**RECORDS:**
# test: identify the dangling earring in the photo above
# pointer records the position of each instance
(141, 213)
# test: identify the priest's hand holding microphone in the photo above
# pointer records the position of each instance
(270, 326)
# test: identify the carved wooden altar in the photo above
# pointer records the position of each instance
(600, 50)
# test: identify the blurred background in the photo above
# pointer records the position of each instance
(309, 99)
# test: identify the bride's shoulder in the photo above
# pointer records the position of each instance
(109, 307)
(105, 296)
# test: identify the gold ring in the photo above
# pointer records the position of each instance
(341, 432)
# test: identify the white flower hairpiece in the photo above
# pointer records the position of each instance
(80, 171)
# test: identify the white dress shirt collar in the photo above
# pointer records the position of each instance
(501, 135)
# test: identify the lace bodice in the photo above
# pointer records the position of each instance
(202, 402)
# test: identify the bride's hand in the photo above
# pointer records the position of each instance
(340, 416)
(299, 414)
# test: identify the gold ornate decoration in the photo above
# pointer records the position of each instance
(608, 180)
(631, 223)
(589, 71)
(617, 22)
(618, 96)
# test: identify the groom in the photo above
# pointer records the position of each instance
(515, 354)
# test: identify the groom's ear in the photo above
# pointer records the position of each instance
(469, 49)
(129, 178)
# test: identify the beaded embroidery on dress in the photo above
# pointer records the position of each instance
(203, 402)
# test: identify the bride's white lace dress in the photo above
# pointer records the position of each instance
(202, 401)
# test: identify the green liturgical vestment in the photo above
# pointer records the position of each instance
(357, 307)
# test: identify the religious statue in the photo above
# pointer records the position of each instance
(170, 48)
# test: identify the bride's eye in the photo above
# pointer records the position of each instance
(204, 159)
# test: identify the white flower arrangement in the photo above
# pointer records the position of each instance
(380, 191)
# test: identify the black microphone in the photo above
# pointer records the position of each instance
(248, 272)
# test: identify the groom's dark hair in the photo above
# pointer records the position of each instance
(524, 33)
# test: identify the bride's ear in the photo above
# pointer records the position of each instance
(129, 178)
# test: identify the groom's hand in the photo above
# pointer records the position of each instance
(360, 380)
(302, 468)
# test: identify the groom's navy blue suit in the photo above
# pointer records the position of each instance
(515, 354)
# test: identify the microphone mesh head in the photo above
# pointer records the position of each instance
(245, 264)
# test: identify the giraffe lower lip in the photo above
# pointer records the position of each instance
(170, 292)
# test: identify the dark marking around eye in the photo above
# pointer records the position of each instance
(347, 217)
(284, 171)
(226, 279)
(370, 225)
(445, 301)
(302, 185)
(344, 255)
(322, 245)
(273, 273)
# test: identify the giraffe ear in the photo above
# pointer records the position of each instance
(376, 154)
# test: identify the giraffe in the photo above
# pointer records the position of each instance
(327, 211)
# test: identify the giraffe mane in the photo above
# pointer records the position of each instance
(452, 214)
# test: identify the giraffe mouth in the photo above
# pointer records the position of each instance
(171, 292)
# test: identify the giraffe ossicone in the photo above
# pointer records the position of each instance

**WHAT TO WORK ON:**
From the line holding "# test: identify the groom's navy" to the last line of the records, quote each line exactly and add nothing.

**OUTPUT FOR THIS EXERCISE:**
# test: identify the groom's navy blue suit in the photo above
# pointer records the position of each instance
(515, 354)
# test: identify the microphone mesh head in the photo above
# pointer records the position of each instance
(245, 264)
# test: identify the giraffe lower lip in the photo above
# pointer records the position of each instance
(170, 292)
# test: identify the dark marking around eye in the photo above
# pointer records the position of each instance
(347, 217)
(284, 171)
(226, 279)
(370, 225)
(445, 301)
(302, 185)
(344, 255)
(322, 245)
(273, 273)
# test: identify the giraffe ear in the photo above
# pointer records the position of each instance
(376, 154)
# test: identify the giraffe in the photo above
# pointer records the position of each instance
(327, 211)
# test: identify the giraffe mane in the photo above
# pointer records the position of each instance
(452, 214)
# test: identify the giraffe mouth in the photo above
# pointer records the position of each instance
(171, 292)
# test: identify the giraffe ossicone in the photo above
# pointer records the position of each instance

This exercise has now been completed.